[Region labeling entries]
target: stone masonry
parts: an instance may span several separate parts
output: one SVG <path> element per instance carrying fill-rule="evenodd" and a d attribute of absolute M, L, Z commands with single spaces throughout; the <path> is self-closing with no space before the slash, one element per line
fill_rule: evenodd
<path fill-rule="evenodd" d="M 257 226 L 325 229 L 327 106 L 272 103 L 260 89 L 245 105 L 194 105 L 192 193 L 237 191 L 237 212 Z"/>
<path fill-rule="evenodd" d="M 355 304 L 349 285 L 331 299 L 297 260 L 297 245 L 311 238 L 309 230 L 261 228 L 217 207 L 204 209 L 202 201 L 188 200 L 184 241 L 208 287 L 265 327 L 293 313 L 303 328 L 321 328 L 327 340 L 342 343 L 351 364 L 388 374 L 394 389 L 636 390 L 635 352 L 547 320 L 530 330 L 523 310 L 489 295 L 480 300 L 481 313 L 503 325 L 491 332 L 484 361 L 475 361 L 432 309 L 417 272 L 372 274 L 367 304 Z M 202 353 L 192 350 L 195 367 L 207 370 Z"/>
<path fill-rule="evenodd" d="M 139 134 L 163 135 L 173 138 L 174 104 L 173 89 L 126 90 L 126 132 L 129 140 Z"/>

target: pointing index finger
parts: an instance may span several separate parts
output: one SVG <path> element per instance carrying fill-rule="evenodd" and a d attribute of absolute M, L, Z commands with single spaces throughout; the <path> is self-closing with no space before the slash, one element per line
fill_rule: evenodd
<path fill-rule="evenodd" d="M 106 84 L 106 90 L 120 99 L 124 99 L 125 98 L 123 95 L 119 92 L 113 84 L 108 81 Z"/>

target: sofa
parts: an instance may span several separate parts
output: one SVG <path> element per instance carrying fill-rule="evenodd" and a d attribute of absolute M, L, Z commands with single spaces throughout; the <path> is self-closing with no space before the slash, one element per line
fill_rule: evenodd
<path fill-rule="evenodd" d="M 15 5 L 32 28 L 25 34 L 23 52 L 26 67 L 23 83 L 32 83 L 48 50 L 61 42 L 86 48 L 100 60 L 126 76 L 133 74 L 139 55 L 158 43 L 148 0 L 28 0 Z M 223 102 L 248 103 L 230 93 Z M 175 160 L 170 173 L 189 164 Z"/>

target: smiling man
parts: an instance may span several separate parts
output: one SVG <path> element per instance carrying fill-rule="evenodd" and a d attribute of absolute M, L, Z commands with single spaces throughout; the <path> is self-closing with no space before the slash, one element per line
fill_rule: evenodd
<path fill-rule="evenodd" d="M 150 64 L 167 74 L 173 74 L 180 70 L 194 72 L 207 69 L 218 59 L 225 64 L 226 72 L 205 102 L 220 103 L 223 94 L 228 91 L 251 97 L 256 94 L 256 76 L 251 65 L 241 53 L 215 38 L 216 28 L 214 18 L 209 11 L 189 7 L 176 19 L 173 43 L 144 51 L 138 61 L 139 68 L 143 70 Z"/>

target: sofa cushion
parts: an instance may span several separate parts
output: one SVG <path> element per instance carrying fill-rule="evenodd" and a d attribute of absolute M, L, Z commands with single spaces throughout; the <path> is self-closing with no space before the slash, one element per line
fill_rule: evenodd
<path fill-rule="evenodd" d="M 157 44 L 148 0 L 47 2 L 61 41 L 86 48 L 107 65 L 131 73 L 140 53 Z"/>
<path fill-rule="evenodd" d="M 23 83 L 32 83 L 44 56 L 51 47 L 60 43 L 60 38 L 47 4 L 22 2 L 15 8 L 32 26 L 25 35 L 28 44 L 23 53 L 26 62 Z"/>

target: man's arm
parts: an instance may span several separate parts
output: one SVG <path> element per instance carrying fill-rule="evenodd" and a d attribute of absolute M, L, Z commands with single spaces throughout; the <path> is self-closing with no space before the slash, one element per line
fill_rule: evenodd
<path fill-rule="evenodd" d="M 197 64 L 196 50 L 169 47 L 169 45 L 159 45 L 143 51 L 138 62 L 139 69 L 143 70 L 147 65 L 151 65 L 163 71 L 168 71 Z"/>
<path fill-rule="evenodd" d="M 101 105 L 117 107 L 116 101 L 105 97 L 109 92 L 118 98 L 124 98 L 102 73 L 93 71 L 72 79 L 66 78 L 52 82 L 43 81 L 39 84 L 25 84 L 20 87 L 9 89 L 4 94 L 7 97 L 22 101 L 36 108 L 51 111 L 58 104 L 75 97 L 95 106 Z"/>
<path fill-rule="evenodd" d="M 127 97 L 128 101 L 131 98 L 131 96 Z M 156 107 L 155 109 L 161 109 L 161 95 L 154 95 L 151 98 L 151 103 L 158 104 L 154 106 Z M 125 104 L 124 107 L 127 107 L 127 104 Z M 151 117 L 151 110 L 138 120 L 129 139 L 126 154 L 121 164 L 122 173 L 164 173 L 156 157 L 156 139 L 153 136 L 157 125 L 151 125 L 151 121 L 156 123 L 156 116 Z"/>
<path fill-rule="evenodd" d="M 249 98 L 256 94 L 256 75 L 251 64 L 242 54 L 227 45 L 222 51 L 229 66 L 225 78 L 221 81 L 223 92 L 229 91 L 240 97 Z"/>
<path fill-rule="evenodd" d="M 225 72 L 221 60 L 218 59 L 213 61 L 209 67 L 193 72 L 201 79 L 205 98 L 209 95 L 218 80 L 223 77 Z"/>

THE TASK
Put every line of the records above into a Markdown table with the columns Row and Line, numbering the rows in order and skipping blank lines.

SOLUTION TO THE EXERCISE
| Row | Line |
|---|---|
| 1 | target: stone masonry |
| 2 | parts: an instance may span several separate parts |
| 3 | output: one SVG <path> element per instance carrying fill-rule="evenodd" and a d attribute of absolute M, L, Z commands with single spaces throughout; the <path> is self-closing with no space before the slash, one element per line |
| 4 | fill_rule: evenodd |
| 5 | <path fill-rule="evenodd" d="M 257 226 L 325 229 L 327 106 L 272 103 L 260 89 L 245 105 L 194 105 L 192 193 L 237 191 L 237 212 Z"/> |
| 6 | <path fill-rule="evenodd" d="M 355 304 L 349 285 L 331 299 L 297 260 L 297 245 L 311 238 L 309 230 L 261 228 L 217 207 L 204 209 L 202 201 L 188 200 L 184 241 L 208 287 L 265 327 L 293 313 L 303 328 L 321 328 L 327 340 L 342 343 L 351 364 L 388 374 L 394 389 L 636 390 L 635 352 L 547 320 L 530 330 L 523 310 L 489 295 L 480 300 L 481 313 L 503 325 L 491 332 L 484 361 L 475 361 L 432 309 L 417 272 L 372 274 L 367 304 Z M 202 353 L 192 350 L 195 367 L 207 370 Z"/> |
| 7 | <path fill-rule="evenodd" d="M 139 134 L 163 135 L 173 138 L 174 104 L 173 89 L 126 90 L 126 132 L 129 140 Z"/> |
| 8 | target: pointing index finger |
| 9 | parts: an instance may span several separate parts |
| 10 | output: one SVG <path> element per instance carrying fill-rule="evenodd" and a d attribute of absolute M, L, Z commands with single spaces throughout; the <path> is self-closing with no space before the slash, one element per line |
| 11 | fill_rule: evenodd |
| 12 | <path fill-rule="evenodd" d="M 106 84 L 106 90 L 120 99 L 124 99 L 125 98 L 123 95 L 119 92 L 113 84 L 108 81 Z"/> |
| 13 | target: sofa |
| 14 | parts: an instance may span several separate parts |
| 15 | output: one SVG <path> element per instance carrying fill-rule="evenodd" and a d attribute of absolute M, L, Z commands with single spaces throughout; the <path> is self-closing with no space before the slash, one element per line |
| 16 | fill_rule: evenodd |
| 17 | <path fill-rule="evenodd" d="M 15 5 L 32 28 L 25 34 L 23 52 L 26 67 L 23 83 L 32 83 L 48 50 L 61 42 L 86 48 L 100 60 L 126 76 L 133 74 L 139 55 L 158 43 L 148 0 L 28 0 Z M 223 102 L 248 103 L 230 93 Z M 175 160 L 170 173 L 189 164 Z"/> |
| 18 | target: smiling man |
| 19 | parts: an instance may span several separate parts |
| 20 | output: one SVG <path> element per instance carrying fill-rule="evenodd" and a d attribute of absolute M, L, Z commands with single spaces throughout; the <path> is self-closing with no space before the slash, one element per line |
| 21 | fill_rule: evenodd |
| 22 | <path fill-rule="evenodd" d="M 150 64 L 167 74 L 173 74 L 180 70 L 194 72 L 207 69 L 218 59 L 225 64 L 226 72 L 205 102 L 220 103 L 223 94 L 228 91 L 251 97 L 256 94 L 256 76 L 251 65 L 241 53 L 215 38 L 216 28 L 214 18 L 209 11 L 189 7 L 176 19 L 173 43 L 144 51 L 138 61 L 139 68 L 143 70 Z"/> |
| 23 | target: sofa cushion |
| 24 | parts: an instance may span several separate parts |
| 25 | output: one SVG <path> element per instance carrying fill-rule="evenodd" and a d attribute of absolute M, L, Z commands with single spaces throughout; the <path> is self-closing with no space before the slash, one element per line |
| 26 | fill_rule: evenodd |
| 27 | <path fill-rule="evenodd" d="M 157 44 L 148 0 L 47 2 L 61 41 L 86 48 L 107 65 L 131 73 L 140 53 Z"/> |
| 28 | <path fill-rule="evenodd" d="M 23 83 L 32 83 L 44 56 L 51 47 L 60 43 L 60 38 L 47 4 L 22 2 L 15 8 L 32 26 L 25 35 L 28 44 L 23 53 L 26 62 Z"/> |
| 29 | target: man's arm |
| 30 | parts: an instance may span several separate parts |
| 31 | output: one SVG <path> element per instance carrying fill-rule="evenodd" and a d attribute of absolute M, L, Z commands with single spaces throughout; the <path> is self-closing with no space before the slash, one element per line |
| 32 | fill_rule: evenodd |
| 33 | <path fill-rule="evenodd" d="M 197 64 L 196 50 L 169 47 L 169 45 L 159 45 L 143 51 L 138 62 L 139 69 L 143 70 L 147 65 L 151 65 L 163 71 L 168 71 Z"/> |
| 34 | <path fill-rule="evenodd" d="M 101 105 L 117 107 L 116 101 L 105 97 L 109 92 L 118 98 L 124 98 L 102 73 L 93 71 L 72 79 L 66 78 L 52 82 L 43 81 L 39 84 L 25 84 L 20 87 L 9 89 L 4 94 L 7 97 L 22 101 L 36 108 L 51 111 L 58 104 L 75 97 L 95 106 Z"/> |
| 35 | <path fill-rule="evenodd" d="M 127 97 L 128 101 L 131 98 L 131 96 Z M 156 107 L 155 109 L 161 109 L 161 95 L 154 95 L 151 98 L 151 103 L 158 104 L 154 106 Z M 125 104 L 124 107 L 127 107 L 127 104 Z M 151 117 L 151 110 L 138 120 L 129 139 L 126 154 L 121 164 L 122 173 L 164 173 L 156 157 L 156 139 L 153 136 L 157 125 L 151 125 L 151 121 L 156 123 L 156 116 Z"/> |
| 36 | <path fill-rule="evenodd" d="M 249 98 L 256 94 L 256 75 L 251 64 L 242 54 L 227 45 L 222 51 L 229 66 L 225 78 L 221 81 L 223 92 L 229 91 L 240 97 Z"/> |
| 37 | <path fill-rule="evenodd" d="M 225 72 L 221 60 L 218 59 L 213 61 L 209 67 L 193 72 L 201 79 L 205 98 L 209 95 L 218 80 L 223 77 Z"/> |